(Action item):
Print every entry, word for word, and skip the images.

(Stored items)
━━━━━━━━
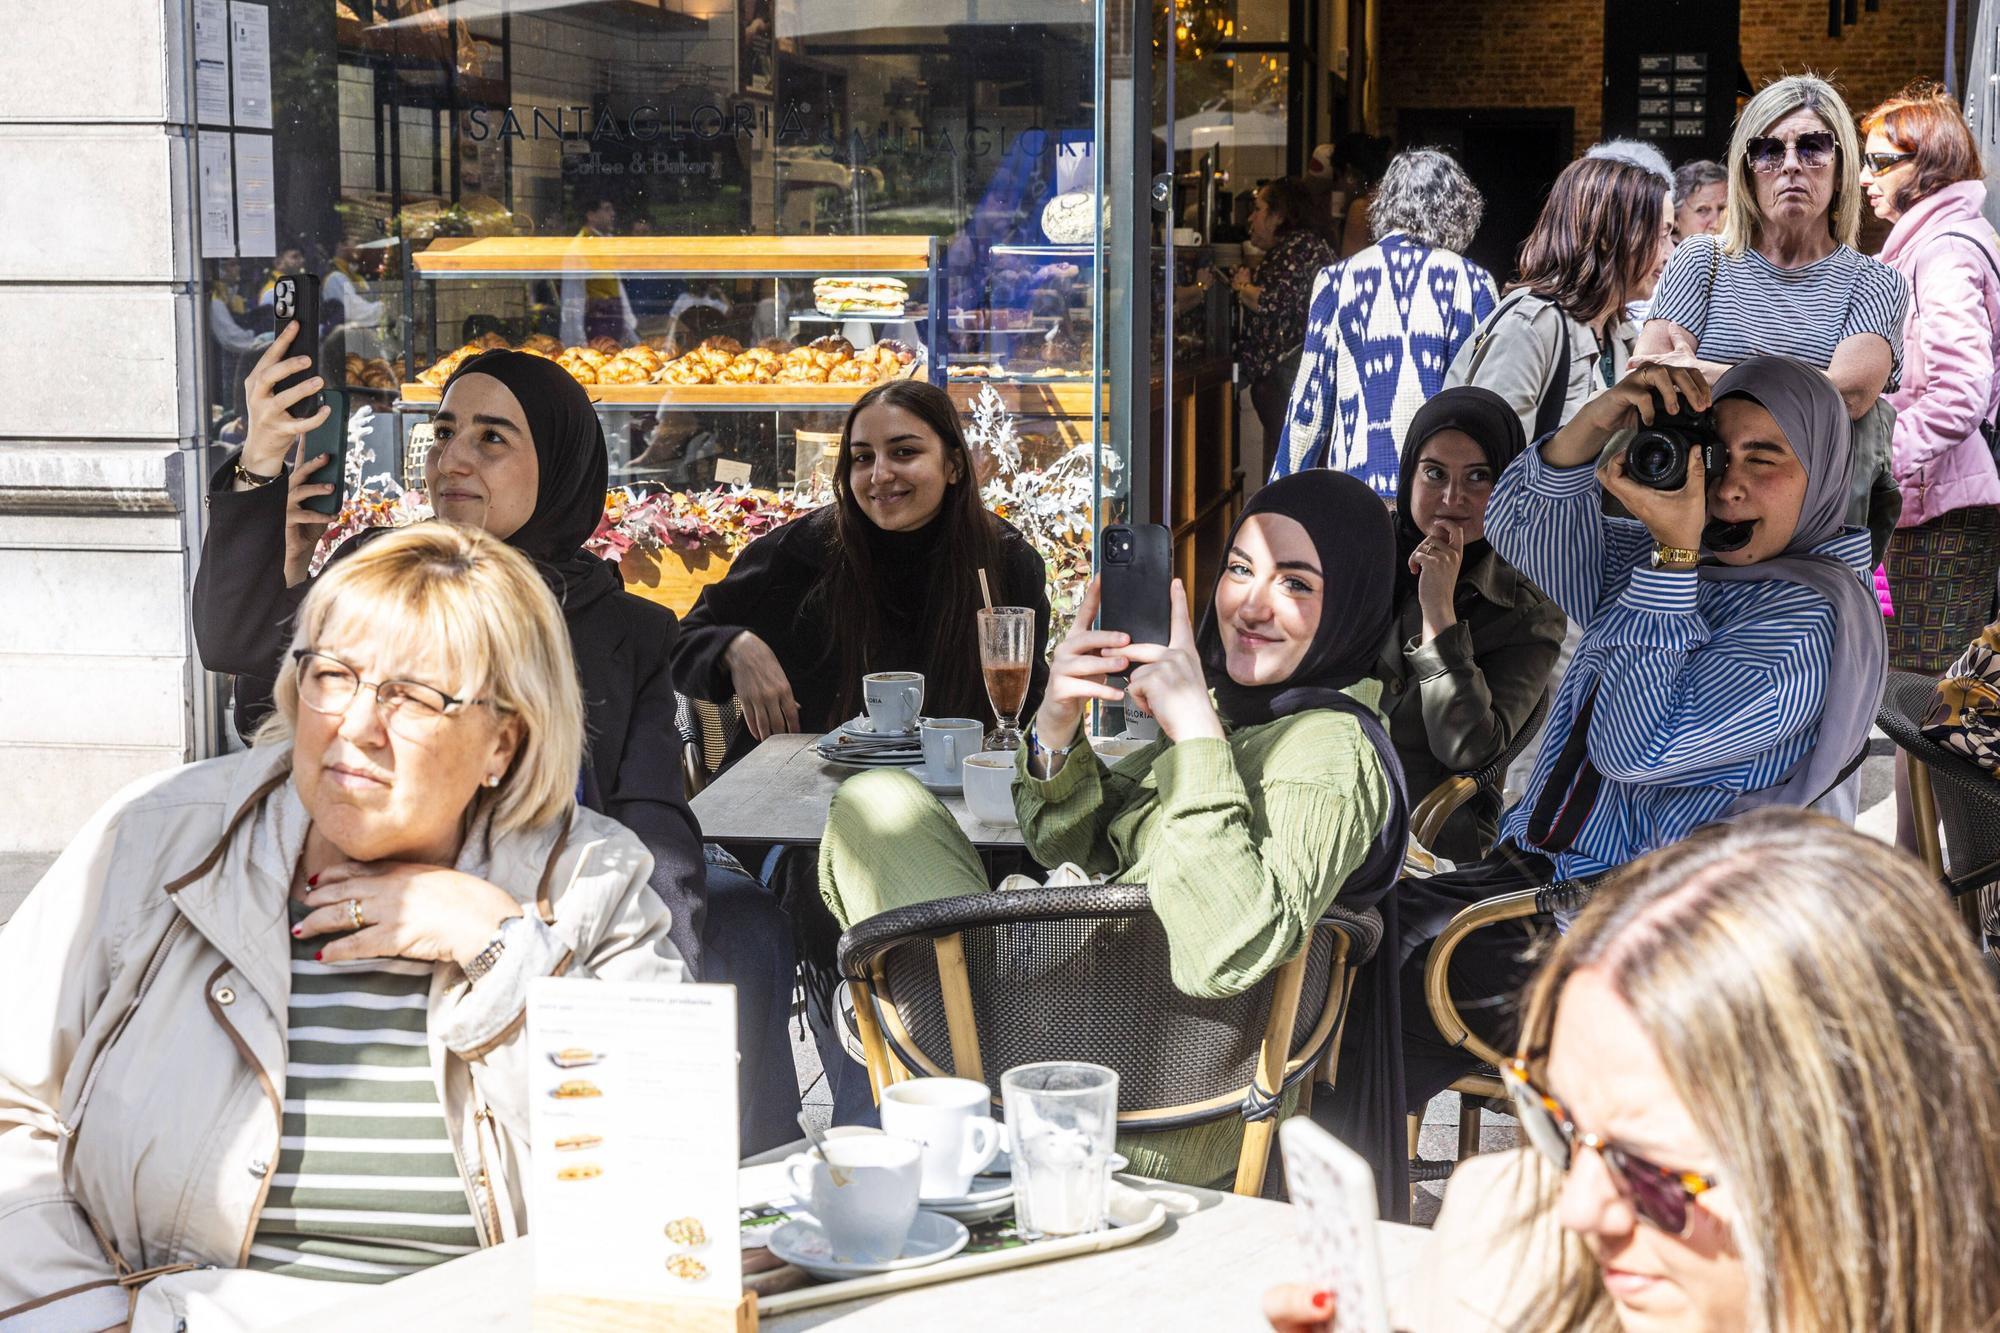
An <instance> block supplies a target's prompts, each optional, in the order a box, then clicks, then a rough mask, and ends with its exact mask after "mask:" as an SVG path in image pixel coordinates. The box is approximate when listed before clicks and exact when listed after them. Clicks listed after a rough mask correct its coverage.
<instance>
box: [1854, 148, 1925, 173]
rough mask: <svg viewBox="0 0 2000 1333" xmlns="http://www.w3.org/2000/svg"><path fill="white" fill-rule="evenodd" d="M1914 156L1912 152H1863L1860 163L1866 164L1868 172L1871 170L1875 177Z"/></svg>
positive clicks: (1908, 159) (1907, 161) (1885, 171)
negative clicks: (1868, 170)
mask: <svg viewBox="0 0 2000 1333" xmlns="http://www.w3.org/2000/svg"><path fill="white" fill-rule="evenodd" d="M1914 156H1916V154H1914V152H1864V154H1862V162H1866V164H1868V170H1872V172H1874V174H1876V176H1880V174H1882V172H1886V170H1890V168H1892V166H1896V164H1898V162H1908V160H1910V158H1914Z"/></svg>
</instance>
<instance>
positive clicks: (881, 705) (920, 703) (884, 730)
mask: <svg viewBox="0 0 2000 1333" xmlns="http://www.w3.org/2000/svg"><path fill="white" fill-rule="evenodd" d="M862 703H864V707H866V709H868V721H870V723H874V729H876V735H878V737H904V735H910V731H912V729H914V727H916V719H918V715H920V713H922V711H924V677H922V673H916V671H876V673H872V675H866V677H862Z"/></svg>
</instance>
━━━━━━━━
(Task output):
An <instance> block supplies a target's prompts, each optional, in the order a box, then clicks, then a rough mask, and ends with its exact mask after "mask:" as an SVG path in image pixel coordinates. The box is approximate when listed before clicks and exact when listed after them. Clicks listed after a rough mask correct its coverage.
<instance>
box: [1854, 148, 1925, 173]
rough mask: <svg viewBox="0 0 2000 1333" xmlns="http://www.w3.org/2000/svg"><path fill="white" fill-rule="evenodd" d="M1914 156L1912 152H1863L1860 163L1866 164L1868 172L1871 170L1875 177Z"/></svg>
positive clicks: (1908, 159) (1907, 161) (1885, 171)
negative clicks: (1868, 170)
mask: <svg viewBox="0 0 2000 1333" xmlns="http://www.w3.org/2000/svg"><path fill="white" fill-rule="evenodd" d="M1914 156H1916V154H1914V152H1864V154H1862V162H1866V164H1868V170H1872V172H1874V174H1876V176H1880V174H1882V172H1886V170H1890V168H1892V166H1896V164H1898V162H1908V160H1910V158H1914Z"/></svg>
</instance>
<instance>
positive clicks: (881, 705) (920, 703) (884, 730)
mask: <svg viewBox="0 0 2000 1333" xmlns="http://www.w3.org/2000/svg"><path fill="white" fill-rule="evenodd" d="M862 703H864V707H866V709H868V721H870V723H874V729H876V735H878V737H904V735H910V731H912V729H914V727H916V719H918V715H920V713H922V711H924V677H922V673H916V671H876V673H872V675H866V677H862Z"/></svg>
</instance>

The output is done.